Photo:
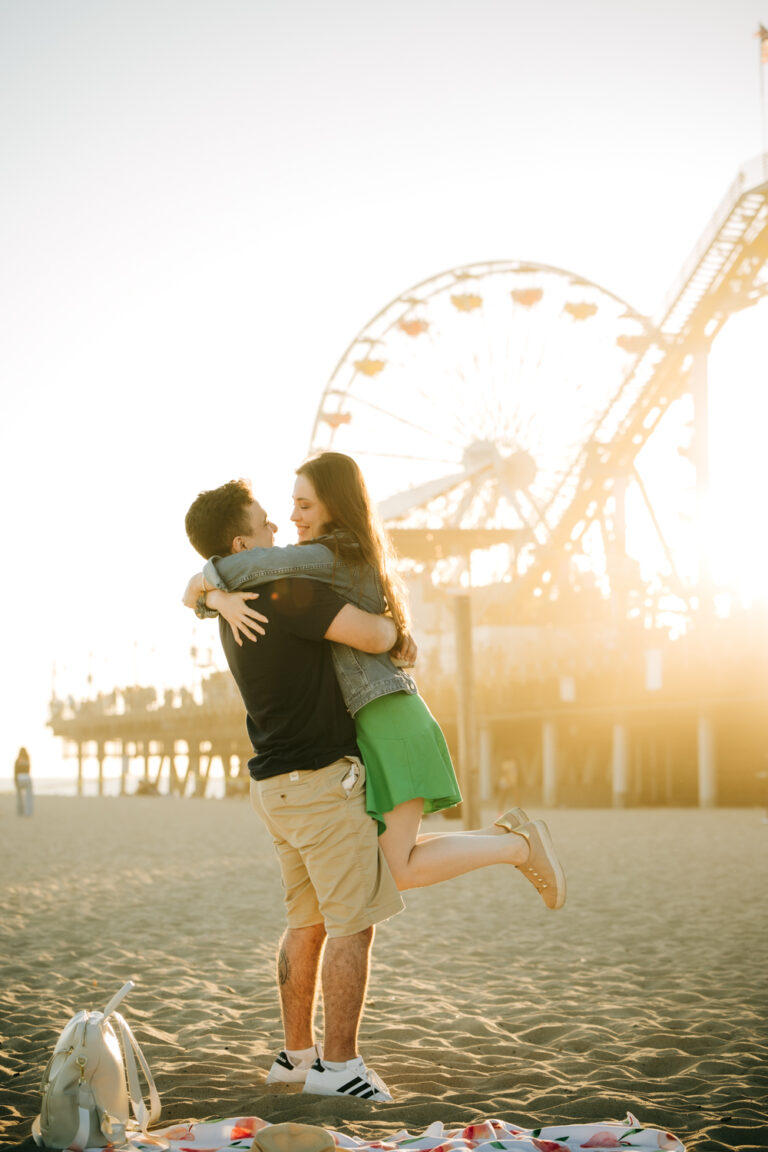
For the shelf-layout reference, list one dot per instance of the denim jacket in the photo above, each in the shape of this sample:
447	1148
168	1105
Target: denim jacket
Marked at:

**********

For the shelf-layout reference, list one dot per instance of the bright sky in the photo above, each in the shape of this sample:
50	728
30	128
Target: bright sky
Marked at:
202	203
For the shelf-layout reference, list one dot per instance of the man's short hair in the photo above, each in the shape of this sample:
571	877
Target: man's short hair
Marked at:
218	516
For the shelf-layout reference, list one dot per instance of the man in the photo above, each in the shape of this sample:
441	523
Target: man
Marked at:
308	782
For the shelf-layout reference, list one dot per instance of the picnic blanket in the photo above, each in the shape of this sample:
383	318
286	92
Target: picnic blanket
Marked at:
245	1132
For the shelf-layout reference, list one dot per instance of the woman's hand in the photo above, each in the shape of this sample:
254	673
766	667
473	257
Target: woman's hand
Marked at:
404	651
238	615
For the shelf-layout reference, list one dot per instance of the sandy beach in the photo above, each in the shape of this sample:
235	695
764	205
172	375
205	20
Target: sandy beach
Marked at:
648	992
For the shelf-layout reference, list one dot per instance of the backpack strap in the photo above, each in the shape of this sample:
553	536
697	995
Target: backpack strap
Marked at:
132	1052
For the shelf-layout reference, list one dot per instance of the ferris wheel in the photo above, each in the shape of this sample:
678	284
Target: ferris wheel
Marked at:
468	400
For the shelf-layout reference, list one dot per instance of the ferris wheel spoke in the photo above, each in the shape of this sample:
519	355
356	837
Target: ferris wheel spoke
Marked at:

**********

◆ **TASK TO COMPLETE**:
State how many lines in the data above contain the string "jacket", where uppercase and lowercase count as different. Reply with the number only.

◆ **TASK RESULT**:
2